--- START ---
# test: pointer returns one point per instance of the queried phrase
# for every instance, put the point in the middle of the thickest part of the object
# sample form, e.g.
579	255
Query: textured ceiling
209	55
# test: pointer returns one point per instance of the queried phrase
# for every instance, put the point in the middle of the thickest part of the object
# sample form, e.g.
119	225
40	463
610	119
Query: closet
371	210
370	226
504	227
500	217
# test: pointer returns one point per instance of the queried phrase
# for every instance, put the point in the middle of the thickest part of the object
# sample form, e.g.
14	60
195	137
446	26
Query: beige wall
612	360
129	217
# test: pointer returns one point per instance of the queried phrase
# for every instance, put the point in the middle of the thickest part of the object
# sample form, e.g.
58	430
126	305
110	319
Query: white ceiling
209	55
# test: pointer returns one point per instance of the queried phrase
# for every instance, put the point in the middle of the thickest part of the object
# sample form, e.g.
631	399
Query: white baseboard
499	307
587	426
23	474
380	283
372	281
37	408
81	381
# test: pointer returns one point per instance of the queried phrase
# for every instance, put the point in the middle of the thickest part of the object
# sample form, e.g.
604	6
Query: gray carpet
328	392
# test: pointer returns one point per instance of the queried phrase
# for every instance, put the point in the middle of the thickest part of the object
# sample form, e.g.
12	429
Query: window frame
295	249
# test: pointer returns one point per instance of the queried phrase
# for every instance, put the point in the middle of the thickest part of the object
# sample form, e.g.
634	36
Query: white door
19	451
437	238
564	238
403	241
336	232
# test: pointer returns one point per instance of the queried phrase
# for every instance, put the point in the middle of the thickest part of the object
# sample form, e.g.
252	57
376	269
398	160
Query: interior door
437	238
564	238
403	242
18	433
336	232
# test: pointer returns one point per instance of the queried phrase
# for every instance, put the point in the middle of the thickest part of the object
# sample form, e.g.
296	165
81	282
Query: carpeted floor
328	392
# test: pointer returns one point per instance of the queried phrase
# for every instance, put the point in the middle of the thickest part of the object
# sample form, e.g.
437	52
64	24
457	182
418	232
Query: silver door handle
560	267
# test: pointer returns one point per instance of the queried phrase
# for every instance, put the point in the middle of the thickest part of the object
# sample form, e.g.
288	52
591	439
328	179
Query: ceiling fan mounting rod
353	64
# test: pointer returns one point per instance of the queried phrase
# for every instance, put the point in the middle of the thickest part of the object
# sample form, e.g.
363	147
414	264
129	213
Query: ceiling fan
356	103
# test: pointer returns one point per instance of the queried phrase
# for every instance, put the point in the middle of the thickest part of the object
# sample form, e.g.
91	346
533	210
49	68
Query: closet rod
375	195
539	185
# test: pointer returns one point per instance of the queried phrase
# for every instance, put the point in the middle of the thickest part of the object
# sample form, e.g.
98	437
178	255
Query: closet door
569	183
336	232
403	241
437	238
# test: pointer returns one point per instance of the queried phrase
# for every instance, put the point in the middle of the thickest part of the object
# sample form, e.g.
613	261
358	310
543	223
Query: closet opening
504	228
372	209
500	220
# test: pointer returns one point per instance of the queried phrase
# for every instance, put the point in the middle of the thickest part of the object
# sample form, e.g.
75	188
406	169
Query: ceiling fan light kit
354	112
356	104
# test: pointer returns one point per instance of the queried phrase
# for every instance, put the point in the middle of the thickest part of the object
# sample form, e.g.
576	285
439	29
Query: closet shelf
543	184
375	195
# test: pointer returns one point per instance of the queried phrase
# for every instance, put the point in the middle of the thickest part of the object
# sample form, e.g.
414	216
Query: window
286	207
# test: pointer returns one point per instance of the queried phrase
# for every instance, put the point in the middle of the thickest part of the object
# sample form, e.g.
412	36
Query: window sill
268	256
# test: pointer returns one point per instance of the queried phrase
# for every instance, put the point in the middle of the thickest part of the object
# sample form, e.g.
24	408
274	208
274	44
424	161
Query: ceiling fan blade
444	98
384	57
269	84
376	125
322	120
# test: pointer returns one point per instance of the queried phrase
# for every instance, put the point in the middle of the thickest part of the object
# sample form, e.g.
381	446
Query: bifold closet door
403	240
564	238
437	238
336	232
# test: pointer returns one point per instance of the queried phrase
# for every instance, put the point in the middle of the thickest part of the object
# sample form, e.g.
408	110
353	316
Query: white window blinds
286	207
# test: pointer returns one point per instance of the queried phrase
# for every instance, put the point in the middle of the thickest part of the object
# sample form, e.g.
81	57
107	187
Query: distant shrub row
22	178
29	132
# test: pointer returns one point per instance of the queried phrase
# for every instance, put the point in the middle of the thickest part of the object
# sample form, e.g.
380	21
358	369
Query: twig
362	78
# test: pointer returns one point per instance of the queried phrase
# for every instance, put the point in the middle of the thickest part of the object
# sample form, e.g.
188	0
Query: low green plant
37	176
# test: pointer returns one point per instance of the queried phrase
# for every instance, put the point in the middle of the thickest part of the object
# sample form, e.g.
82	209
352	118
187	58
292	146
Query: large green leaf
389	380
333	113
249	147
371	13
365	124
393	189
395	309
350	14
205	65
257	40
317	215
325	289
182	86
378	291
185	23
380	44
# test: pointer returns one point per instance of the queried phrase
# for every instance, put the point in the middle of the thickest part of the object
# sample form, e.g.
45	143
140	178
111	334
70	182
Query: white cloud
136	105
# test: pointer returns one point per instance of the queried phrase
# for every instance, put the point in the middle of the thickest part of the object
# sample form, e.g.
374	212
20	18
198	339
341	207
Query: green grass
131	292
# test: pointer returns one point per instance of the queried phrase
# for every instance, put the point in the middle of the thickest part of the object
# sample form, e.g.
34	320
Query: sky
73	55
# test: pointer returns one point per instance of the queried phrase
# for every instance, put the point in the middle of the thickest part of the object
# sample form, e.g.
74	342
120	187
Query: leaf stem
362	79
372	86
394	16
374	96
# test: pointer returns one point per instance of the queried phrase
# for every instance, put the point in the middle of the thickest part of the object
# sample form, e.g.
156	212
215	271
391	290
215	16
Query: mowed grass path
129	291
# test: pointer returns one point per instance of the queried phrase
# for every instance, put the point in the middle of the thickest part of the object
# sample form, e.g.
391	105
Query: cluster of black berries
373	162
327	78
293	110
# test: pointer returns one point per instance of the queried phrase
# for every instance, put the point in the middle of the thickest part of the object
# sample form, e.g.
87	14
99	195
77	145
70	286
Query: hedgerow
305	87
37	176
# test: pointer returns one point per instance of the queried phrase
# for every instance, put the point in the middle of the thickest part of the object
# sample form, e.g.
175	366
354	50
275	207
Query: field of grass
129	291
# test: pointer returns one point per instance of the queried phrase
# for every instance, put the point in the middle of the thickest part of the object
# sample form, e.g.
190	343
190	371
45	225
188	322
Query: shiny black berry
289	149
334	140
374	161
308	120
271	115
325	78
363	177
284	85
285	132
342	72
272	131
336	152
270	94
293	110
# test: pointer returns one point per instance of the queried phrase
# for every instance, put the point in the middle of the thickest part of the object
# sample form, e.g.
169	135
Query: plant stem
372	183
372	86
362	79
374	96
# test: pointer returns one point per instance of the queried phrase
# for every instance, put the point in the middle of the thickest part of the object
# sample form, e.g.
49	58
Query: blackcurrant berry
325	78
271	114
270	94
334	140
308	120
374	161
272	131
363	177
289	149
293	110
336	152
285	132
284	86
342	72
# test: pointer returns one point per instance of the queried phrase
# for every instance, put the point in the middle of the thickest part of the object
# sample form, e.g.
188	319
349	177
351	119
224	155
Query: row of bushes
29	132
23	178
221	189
--- END ---
### Stated problem
Take the records above and return them exactly as written.

### Solution to this problem
# test: pointer returns one point per instance of the queried phrase
# for every instance, put the point in the middle of the thickest part of the object
# sample form, e.g.
579	255
Query: textured ceiling
209	55
# test: pointer returns one point per instance of the queried phrase
# for every instance, put the point in the middle of the thickest part of the object
# sample form, e.g.
119	225
40	463
610	119
Query: closet
371	210
370	226
504	227
500	217
# test: pointer returns one point per instance of the queried phrase
# for every instance, put the point in the middle of the thickest part of the object
# sample form, e.g.
14	60
195	137
446	26
Query: beige wall
612	360
129	217
# test: pointer returns one point per instance of the queried phrase
# for every instance, put the point in the middle of the thickest part of the object
# sample form, e.g.
58	430
126	305
110	319
Query: white ceiling
209	55
# test: pointer returns one point per instance of the queried phrase
# for every instance, put the point in the middle of the thickest part of the object
# sample form, e.g.
631	399
Query: white baseboard
499	307
587	426
23	474
380	283
372	281
37	408
81	381
# test: pointer returns one point per instance of the queried phrase
# for every instance, put the point in the middle of the thickest part of the object
# sample form, e.g.
604	6
Query: gray carpet
328	392
# test: pointer returns one point per instance of the queried phrase
# for every instance, put the point in the middle of the thickest part of the object
# sample form, e.g.
12	429
Query: window frame
295	249
# test: pointer returns one point per instance of the queried phrase
# for every instance, put the point in the middle of the thickest part of the object
# sample form, e.g.
634	36
Query: white door
19	451
437	238
564	238
403	241
336	232
# test: pointer returns one point per instance of the queried phrase
# for every instance, put the point in the middle of the thickest part of the object
# sample form, e.g.
252	57
376	269
398	160
Query: interior door
437	238
564	238
403	242
18	433
336	232
# test: pointer returns one point per instance of the queried phrase
# for every instance, put the point in the middle of the thickest part of the object
# sample form, e.g.
296	165
81	282
Query: carpeted floor
328	392
# test: pointer returns one point per instance of the queried phrase
# for every instance, put the point in the middle of the thickest part of the object
# sample form, e.g.
437	52
64	24
457	182
418	232
Query: silver door handle
560	267
# test: pointer returns one point per instance of the queried phrase
# for every instance, put the point in the middle of the thickest part of the object
# sample form, e.g.
288	52
591	439
328	179
Query: ceiling fan mounting rod
353	64
# test: pointer returns one point per instance of the queried phrase
# for every instance, put the point in the middle of the thickest part of the object
# sample form, e.g.
363	147
414	264
129	213
Query: ceiling fan
356	103
# test: pointer returns one point per instance of the queried phrase
# for every instance, put the point in the middle of the thickest part of the object
# sample form, e.g.
91	346
533	210
49	68
Query: closet rod
375	195
539	185
# test: pointer returns one point per instance of the queried phrase
# for every instance, put the point in the middle of the thickest part of the object
# sample form, e.g.
98	437
178	255
Query: closet door
569	183
336	232
403	241
437	238
# test: pointer returns one point per instance of the queried phrase
# for every instance, put the point in the middle of the thickest part of the object
# sample form, e.g.
613	261
358	310
543	223
Query: closet opening
504	228
372	209
500	220
# test: pointer returns one point per instance of the queried phrase
# for every instance, put the point in the middle of the thickest part of the object
# sample form, e.g.
75	188
406	169
Query: ceiling fan light kit
354	112
356	104
# test: pointer returns one point per instance of the queried phrase
# for every instance, put the point in the middle of the thickest part of the object
# sample form, e.g.
576	285
439	29
Query: closet shelf
543	184
375	195
# test: pointer returns one point per instance of the queried phrase
# for every instance, put the point in the middle of the thickest part of the object
# sample form, e.g.
414	216
Query: window
286	207
# test: pointer returns one point per instance of the queried phrase
# for every instance, put the point in the middle of the thickest part of the object
# sample form, e.g.
412	36
Query: window sill
268	256
# test: pointer returns one point per instance of the queried phrase
# for every instance, put the point in the middle of the thickest part of the object
# sample form, e.g.
24	408
274	208
274	44
424	161
Query: ceiling fan blade
444	98
384	57
269	84
376	125
322	120
# test: pointer returns one point per instance of the queried phrase
# for every instance, put the point in the middle of the thickest part of the object
# sample form, e.g.
381	446
Query: bifold closet door
403	240
564	238
437	238
336	232
# test: pointer returns one point per instance of the queried phrase
# for every instance, put the point in the middle of the thickest part of the object
# sample form, e.g.
408	110
353	316
Query: white window blinds
286	207
# test: pointer returns one point per instance of the queried phrase
# for every instance, put the point in the middle of the thickest part of the object
# sample form, e.g.
81	57
107	187
Query: distant shrub row
22	178
29	132
# test: pointer returns one point per instance of the queried phrase
# for every instance, put the point in the middle of the thickest part of the object
# sample form, e.g.
380	21
358	369
Query: twig
362	78
# test: pointer returns one point per instance of the queried phrase
# for every instance, put the point in the middle of the thickest part of the object
# sample form, e.g.
188	0
Query: low green plant
37	176
# test: pointer returns one point per instance of the queried phrase
# for every instance, put the point in the middle of the thickest part of the object
# sample form, e.g.
82	209
352	118
187	58
292	146
Query: large green leaf
389	380
333	113
249	147
371	13
365	124
393	189
395	309
350	14
205	65
257	40
317	215
325	289
182	86
378	291
185	23
380	44
# test: pointer returns one point per instance of the queried phrase
# for every instance, put the point in the middle of the thickest part of the object
# sample form, e.g.
45	143
140	178
111	334
70	182
Query: white cloud
136	105
# test: pointer returns one point per instance of the queried phrase
# for every instance, put the point in the middle of the thickest part of the object
# sample form, e.g.
374	212
20	18
198	339
341	207
Query: green grass
131	292
# test: pointer returns one point per instance of the queried phrase
# for every instance, put the point in the middle of the thickest part of the object
# sample form, e.g.
34	320
Query: sky
73	55
# test: pointer returns one point per instance of the queried phrase
# for every instance, put the point in the middle of the thickest part of the object
# sample form, e.g.
74	342
120	187
Query: leaf stem
362	79
372	86
394	16
374	96
# test: pointer returns one point per instance of the queried phrase
# for every instance, put the point in the middle of the thickest part of the object
# sample form, e.g.
156	212
215	271
391	290
215	16
Query: mowed grass path
129	291
# test: pointer returns one point per instance of the queried phrase
# for every instance, put the point in the middle of the thickest part of the object
# sample form, e.g.
391	105
Query: cluster of black berries
373	162
327	78
293	110
# test: pointer returns one point per instance of the queried phrase
# for every instance, put the point in the middle of the thickest part of the object
# sample form, e.g.
87	14
99	195
77	145
70	286
Query: hedgerow
305	87
37	176
# test: pointer returns one point per instance of the queried phrase
# for every instance, put the point in the middle of the thickest part of the object
# sample form, e.g.
175	366
354	50
275	207
Query: field of grass
129	291
# test: pointer returns one point per instance of the queried phrase
# for every instance, put the point in the middle of the thickest part of the object
# sample form, e.g.
190	343
190	371
45	225
188	322
Query: shiny black berry
289	149
334	140
374	161
308	120
271	115
325	78
363	177
284	85
285	132
342	72
272	131
336	152
270	94
293	110
# test: pointer returns one point per instance of the queried phrase
# for every instance, put the point in the middle of the thickest part of the object
# sample form, e.g.
169	135
Query: plant stem
372	183
372	86
362	79
374	96
# test: pointer returns one point per instance of the queried phrase
# for every instance, put the point in the middle of the thickest part of the object
# sample form, e.g.
49	58
Query: blackcurrant berry
325	78
271	114
270	94
334	140
308	120
374	161
272	131
363	177
289	149
293	110
336	152
285	132
284	86
342	72
# test: pointer returns one point per instance of the queried phrase
# for every instance, put the point in the middle of the thickest part of the object
# sample form, e.g.
188	319
349	177
351	119
224	155
Query: row of bushes
29	132
23	178
221	189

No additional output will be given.